_Selected passage_:
----

The Thunderstorm service gets updated just as THOR does. Use "thor-util update" to update signatures or "thor-util upgrade" to update binaries and signatures. The service has to be stopped during the updates.

Update signatures:

nextron@unix:~$ thor-util update

Upgrade signatures:

nextron@unix:~$ thor-util upgrade

See the THOR Util Manual manual for details on how to use these functions.

4.5.6.1. Thunderstorm Update Script

The Thunderstorm installer script for Linux automatically places an updater script in the PATH of the server system.

https://github.com/NextronSystems/nextron-helper-scripts/tree/master/thunderstorm

Update binaries and signatures:

nextron@unix:~$ thunderstorm-update

Stop service, update binaries and signatures, restart service:

nextron@unix:~$ thunderstorm-update full

4.5.7. Source Identification

The log file generated by THOR Thunderstorm doesn't contain the current host as hostname in each line. By default, it contains the sending source's FQDN or IP address if a name cannot be resolved using the locally configured DNS server.

----

_Listed entries_:

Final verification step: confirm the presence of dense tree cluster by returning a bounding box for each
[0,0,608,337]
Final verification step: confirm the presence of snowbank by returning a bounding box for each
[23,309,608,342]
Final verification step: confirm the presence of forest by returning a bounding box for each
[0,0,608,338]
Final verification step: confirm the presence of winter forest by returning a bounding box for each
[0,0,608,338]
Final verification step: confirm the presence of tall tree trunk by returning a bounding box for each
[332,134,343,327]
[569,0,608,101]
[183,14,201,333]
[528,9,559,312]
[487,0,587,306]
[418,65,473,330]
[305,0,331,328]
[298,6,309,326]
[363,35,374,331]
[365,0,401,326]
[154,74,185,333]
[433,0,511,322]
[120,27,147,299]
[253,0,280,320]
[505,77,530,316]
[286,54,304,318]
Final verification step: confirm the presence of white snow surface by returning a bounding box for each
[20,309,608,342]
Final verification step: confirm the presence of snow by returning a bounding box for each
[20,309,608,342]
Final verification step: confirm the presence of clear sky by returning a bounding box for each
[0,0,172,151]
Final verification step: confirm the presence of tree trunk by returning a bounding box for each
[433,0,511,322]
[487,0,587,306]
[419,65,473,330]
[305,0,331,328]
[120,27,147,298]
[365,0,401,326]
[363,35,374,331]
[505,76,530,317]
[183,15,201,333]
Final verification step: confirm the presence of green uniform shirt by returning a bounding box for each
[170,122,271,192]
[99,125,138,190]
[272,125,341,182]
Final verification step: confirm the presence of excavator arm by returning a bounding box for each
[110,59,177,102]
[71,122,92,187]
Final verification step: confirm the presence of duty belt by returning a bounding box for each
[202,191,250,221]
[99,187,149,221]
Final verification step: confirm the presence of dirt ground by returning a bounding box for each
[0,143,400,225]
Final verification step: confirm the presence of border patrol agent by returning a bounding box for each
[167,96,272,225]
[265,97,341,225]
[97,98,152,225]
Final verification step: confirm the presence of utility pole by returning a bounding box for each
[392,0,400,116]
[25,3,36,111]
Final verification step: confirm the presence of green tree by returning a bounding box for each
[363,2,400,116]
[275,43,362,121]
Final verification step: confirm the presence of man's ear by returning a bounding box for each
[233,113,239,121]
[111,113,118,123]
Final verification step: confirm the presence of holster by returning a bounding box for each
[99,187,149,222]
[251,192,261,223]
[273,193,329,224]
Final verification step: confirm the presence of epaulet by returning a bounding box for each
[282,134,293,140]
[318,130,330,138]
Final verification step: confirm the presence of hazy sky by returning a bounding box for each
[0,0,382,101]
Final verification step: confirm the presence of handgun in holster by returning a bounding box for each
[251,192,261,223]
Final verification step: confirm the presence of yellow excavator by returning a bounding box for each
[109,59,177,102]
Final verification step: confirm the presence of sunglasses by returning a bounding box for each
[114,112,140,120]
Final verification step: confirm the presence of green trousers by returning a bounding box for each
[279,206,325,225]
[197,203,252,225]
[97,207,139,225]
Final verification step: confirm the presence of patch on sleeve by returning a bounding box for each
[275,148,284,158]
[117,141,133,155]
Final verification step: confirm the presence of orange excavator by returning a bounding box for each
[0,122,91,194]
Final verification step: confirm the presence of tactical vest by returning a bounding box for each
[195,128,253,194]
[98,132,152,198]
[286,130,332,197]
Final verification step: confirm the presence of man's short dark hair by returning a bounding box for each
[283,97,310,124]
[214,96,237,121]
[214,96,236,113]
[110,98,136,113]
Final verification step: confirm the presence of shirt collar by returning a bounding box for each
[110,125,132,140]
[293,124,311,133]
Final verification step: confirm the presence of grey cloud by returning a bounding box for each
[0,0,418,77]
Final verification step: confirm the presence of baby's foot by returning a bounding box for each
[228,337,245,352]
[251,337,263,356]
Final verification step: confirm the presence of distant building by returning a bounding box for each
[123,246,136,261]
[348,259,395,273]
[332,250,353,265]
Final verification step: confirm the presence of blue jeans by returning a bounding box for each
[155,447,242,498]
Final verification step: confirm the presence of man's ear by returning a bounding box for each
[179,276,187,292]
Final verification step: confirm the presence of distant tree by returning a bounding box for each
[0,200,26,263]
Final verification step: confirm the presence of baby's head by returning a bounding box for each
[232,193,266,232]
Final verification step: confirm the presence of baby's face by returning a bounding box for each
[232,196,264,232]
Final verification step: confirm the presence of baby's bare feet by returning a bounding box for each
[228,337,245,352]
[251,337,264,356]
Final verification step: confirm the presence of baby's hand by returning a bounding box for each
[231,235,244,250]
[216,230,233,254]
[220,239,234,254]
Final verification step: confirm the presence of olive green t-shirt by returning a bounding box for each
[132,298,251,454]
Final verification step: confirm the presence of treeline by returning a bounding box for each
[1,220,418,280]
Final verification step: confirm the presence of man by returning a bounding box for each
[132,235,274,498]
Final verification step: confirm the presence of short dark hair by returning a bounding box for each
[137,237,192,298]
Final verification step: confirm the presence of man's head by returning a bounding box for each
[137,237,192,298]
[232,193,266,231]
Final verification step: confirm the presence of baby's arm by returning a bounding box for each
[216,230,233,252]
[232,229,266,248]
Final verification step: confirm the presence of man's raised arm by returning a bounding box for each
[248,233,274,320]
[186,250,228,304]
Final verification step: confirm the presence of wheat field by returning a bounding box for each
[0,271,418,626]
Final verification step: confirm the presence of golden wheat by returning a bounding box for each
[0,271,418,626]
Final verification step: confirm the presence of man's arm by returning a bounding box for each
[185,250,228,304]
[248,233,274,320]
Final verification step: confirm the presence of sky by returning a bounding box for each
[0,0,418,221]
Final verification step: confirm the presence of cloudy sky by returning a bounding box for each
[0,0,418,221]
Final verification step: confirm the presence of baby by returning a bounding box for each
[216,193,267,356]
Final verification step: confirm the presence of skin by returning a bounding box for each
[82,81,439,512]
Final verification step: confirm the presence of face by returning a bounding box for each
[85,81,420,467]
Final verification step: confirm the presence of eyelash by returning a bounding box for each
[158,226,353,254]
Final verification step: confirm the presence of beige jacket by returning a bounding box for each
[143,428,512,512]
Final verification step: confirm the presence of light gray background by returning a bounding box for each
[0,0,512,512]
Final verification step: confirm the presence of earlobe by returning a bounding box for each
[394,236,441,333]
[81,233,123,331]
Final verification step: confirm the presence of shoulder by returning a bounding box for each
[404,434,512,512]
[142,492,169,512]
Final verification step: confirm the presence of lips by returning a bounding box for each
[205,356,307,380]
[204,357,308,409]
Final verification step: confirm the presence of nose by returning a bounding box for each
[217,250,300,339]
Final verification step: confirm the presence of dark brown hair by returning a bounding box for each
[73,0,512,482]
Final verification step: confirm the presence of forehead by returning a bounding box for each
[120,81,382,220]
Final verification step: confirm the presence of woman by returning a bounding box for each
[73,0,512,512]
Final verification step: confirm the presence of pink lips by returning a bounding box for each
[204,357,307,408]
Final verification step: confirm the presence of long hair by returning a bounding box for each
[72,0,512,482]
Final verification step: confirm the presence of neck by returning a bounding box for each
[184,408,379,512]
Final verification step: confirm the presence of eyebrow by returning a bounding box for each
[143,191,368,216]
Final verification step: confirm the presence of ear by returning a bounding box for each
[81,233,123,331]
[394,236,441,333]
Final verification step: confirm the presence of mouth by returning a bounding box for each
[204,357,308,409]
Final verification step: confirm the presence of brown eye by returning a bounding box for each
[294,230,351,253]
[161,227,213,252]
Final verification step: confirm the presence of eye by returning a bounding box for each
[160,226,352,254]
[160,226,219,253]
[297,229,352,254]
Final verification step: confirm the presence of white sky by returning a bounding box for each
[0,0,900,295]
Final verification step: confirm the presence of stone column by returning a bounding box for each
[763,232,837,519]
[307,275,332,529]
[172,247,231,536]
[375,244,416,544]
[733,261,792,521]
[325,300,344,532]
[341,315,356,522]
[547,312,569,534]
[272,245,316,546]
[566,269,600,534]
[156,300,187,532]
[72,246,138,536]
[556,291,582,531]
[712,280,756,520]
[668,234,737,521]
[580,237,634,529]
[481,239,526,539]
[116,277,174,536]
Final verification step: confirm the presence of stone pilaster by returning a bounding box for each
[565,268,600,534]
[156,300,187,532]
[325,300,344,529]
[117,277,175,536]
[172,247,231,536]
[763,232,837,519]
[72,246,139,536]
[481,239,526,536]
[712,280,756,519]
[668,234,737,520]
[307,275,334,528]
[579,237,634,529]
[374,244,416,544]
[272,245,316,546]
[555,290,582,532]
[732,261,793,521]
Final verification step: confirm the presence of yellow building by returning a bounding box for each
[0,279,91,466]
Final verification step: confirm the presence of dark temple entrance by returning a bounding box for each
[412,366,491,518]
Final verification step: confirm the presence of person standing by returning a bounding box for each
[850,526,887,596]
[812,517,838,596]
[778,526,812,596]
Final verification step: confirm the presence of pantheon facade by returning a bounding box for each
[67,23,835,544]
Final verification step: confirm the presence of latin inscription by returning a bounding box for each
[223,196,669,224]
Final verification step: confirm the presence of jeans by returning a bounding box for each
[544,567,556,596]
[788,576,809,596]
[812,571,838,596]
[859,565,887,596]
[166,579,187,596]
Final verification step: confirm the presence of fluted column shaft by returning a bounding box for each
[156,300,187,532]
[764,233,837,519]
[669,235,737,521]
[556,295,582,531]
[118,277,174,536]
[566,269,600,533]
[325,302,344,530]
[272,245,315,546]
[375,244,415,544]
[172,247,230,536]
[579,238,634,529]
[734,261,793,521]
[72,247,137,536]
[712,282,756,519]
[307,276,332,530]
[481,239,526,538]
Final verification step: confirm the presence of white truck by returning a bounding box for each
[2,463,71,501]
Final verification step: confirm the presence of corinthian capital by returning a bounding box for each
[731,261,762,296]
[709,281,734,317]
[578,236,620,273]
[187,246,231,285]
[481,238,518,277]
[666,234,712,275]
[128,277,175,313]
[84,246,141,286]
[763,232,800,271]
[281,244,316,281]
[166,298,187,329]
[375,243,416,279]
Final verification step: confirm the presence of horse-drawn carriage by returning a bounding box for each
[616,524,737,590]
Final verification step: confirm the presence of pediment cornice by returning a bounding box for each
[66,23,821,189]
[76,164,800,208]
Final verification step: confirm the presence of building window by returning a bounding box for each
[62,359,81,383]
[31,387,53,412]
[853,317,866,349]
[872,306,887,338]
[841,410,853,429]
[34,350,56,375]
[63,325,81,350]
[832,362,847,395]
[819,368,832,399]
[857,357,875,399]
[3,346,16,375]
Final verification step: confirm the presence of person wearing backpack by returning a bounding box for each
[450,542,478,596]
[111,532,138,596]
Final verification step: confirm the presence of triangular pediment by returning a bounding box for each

----

_Actions to take_:
- A) In the Thunderstorm update documentation, what has to happen to the service while updates run?
- B) Substitute "host machine" for "server system" in the Thunderstorm update documentation and give the passage from "nextron@unix:~$ thor-util upgrade" to "the server system.".

_Solved tasks_:
- A) The service has to be stopped.

- B)
nextron@unix:~$ thor-util upgrade

See the THOR Util Manual manual for details on how to use these functions.

4.5.6.1. Thunderstorm Update Script

The Thunderstorm installer script for Linux automatically places an updater script in the PATH of the host machine.